When you copy the entries, keep every word exactly as it is and drop the images.

Task input START

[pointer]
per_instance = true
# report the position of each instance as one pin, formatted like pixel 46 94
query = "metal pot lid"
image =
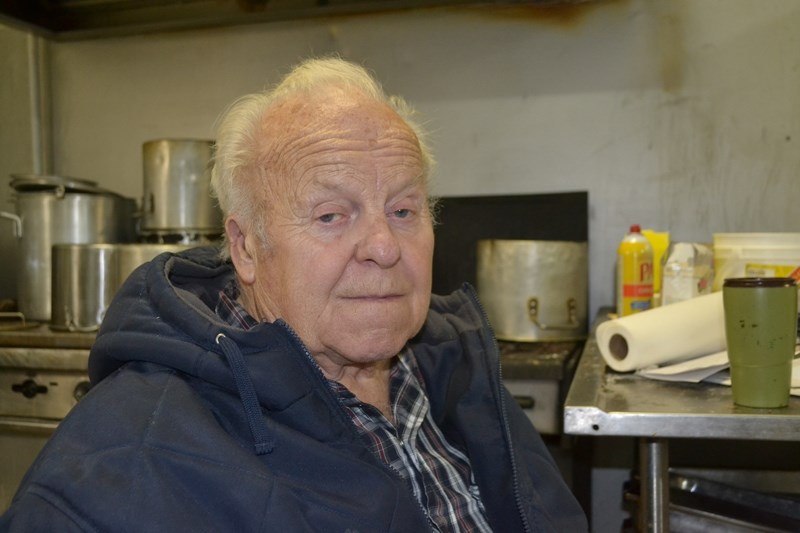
pixel 37 182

Task input END

## Task answer
[pointer]
per_instance = true
# report the position of each instance as one pin, formatted like pixel 46 94
query = "metal pot lid"
image =
pixel 37 182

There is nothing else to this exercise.